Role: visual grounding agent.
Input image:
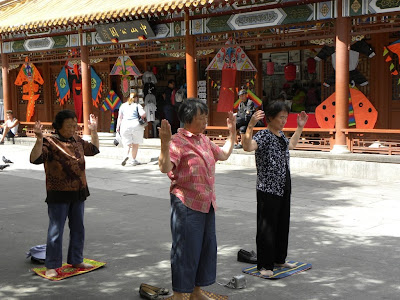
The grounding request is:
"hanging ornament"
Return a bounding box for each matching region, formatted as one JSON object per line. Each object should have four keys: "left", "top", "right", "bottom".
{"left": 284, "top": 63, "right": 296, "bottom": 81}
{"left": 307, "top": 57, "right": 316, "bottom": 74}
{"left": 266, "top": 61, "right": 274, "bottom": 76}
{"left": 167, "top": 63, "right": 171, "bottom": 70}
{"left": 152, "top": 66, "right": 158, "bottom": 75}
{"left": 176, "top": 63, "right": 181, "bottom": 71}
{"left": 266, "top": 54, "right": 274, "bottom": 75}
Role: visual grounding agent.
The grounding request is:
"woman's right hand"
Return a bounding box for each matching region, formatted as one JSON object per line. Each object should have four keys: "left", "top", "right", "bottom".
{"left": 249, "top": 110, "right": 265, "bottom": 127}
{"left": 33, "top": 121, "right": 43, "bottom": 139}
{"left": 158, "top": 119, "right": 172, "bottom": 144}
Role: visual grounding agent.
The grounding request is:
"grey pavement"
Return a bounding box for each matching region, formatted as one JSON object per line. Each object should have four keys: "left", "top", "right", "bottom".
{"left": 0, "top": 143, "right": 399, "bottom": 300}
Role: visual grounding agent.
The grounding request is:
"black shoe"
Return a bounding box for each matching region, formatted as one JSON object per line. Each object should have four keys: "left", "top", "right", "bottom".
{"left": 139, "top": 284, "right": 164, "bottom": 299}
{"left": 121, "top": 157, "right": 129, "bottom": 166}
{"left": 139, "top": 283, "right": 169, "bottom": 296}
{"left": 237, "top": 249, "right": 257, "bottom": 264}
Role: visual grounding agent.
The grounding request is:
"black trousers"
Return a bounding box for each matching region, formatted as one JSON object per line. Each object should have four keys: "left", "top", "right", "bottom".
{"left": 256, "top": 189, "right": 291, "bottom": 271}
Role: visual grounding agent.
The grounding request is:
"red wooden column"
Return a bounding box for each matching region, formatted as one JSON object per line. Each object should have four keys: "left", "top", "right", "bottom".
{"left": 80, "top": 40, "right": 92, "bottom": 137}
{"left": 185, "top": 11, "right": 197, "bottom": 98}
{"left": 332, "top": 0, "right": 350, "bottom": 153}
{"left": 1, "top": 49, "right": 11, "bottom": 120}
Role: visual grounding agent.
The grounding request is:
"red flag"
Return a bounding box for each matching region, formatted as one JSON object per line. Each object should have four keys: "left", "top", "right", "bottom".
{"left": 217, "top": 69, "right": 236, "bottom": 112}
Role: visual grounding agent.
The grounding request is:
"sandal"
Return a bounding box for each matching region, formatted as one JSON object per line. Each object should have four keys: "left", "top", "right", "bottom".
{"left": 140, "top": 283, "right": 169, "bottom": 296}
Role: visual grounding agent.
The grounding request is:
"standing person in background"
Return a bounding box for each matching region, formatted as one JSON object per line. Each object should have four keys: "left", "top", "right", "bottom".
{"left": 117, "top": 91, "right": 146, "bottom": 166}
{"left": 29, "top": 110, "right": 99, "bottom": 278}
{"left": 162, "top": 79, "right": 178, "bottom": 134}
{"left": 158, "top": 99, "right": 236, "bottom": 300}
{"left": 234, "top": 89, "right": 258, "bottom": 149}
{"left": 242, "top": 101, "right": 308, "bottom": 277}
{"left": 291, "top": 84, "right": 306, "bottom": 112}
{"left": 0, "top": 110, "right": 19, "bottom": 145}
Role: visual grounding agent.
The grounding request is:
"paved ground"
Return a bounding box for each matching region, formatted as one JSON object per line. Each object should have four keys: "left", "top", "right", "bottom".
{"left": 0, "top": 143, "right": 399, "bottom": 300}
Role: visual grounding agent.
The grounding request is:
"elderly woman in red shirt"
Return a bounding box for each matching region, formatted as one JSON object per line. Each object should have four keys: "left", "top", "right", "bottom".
· · · · ·
ACTIVITY: Would you retype the entries above in full, exactly as written, minus the pictures?

WRITTEN RESPONSE:
Role: visual grounding agent.
Input image:
The grounding request is:
"hanging ornament"
Return a bounding box for each matching region, formatted as one JSON object per line. Each object should have four keys: "left", "top", "right", "bottom".
{"left": 284, "top": 63, "right": 296, "bottom": 81}
{"left": 307, "top": 57, "right": 316, "bottom": 74}
{"left": 266, "top": 61, "right": 274, "bottom": 76}
{"left": 167, "top": 63, "right": 171, "bottom": 70}
{"left": 152, "top": 66, "right": 158, "bottom": 75}
{"left": 176, "top": 63, "right": 181, "bottom": 71}
{"left": 266, "top": 54, "right": 274, "bottom": 75}
Role: visual grounding agent.
The grounding request is:
"woman's right hand"
Return a bounding box for each matching region, formatted as one JSON object per line. Each object should have four keys: "left", "top", "right", "bottom".
{"left": 249, "top": 110, "right": 265, "bottom": 127}
{"left": 33, "top": 121, "right": 43, "bottom": 139}
{"left": 158, "top": 119, "right": 172, "bottom": 144}
Role: visual grounding agent.
The grounding request is:
"grey pavement"
Return a bounding box for each matching region, formatted as one JSON object per line. Each object should have four keys: "left", "top", "right", "bottom".
{"left": 0, "top": 143, "right": 399, "bottom": 300}
Role: visual grounding agent.
The grounding request is:
"black shoe"
Return a bounding box for each matching region, formatted as one JSON object per line. Each object should have four keys: "left", "top", "right", "bottom".
{"left": 139, "top": 284, "right": 164, "bottom": 299}
{"left": 121, "top": 157, "right": 129, "bottom": 166}
{"left": 139, "top": 283, "right": 169, "bottom": 296}
{"left": 237, "top": 249, "right": 257, "bottom": 264}
Role: visual grounding agent.
The grounding request is:
"black trousers"
Return a bounding box for each matching region, formatted as one JSON object per line. Each object should have four keys: "left", "top", "right", "bottom".
{"left": 256, "top": 189, "right": 291, "bottom": 271}
Role: visual grounding agent.
The grounding request is:
"red wooden column"
Return a bounding box for each matching region, formatted as one JSON object per line. Each object should have four keys: "left", "top", "right", "bottom".
{"left": 80, "top": 40, "right": 92, "bottom": 137}
{"left": 185, "top": 11, "right": 197, "bottom": 98}
{"left": 332, "top": 0, "right": 350, "bottom": 153}
{"left": 1, "top": 49, "right": 11, "bottom": 120}
Role: visual grounding agent.
The grounding request is:
"red flag"
Return a bounding box for each matching region, formatted as one JSON object per line. Each object should have four keys: "left", "top", "right", "bottom".
{"left": 217, "top": 69, "right": 236, "bottom": 112}
Role: visual grounding agent.
The grounding request is:
"sandal"
Return a bounding box for each matching region, formatted as one JSON object per line. Each object should have four keys: "left", "top", "right", "bottom".
{"left": 140, "top": 283, "right": 169, "bottom": 296}
Role: visual grounding agent.
The grounding request is:
"standing person in background"
Return a bounding box for each matching region, formatted as one JSON object per line. Each object should have four keys: "left", "top", "right", "bottom".
{"left": 117, "top": 91, "right": 146, "bottom": 166}
{"left": 29, "top": 110, "right": 99, "bottom": 278}
{"left": 162, "top": 79, "right": 178, "bottom": 134}
{"left": 158, "top": 99, "right": 236, "bottom": 300}
{"left": 234, "top": 89, "right": 258, "bottom": 149}
{"left": 242, "top": 101, "right": 308, "bottom": 277}
{"left": 291, "top": 84, "right": 306, "bottom": 112}
{"left": 0, "top": 110, "right": 19, "bottom": 145}
Role: visual grounding agent.
The grounding request is:
"paved ground"
Return a bounding box for each matching region, formatted as one JSON object per line. Each object should have four keys: "left", "top", "right", "bottom".
{"left": 0, "top": 143, "right": 399, "bottom": 300}
Role: visual grounding agent.
The grounding request is:
"elderly woman in red shirt"
Return a bounding box for each matching region, formatted as one JSON object per line. Each object should have four keys: "left", "top", "right", "bottom".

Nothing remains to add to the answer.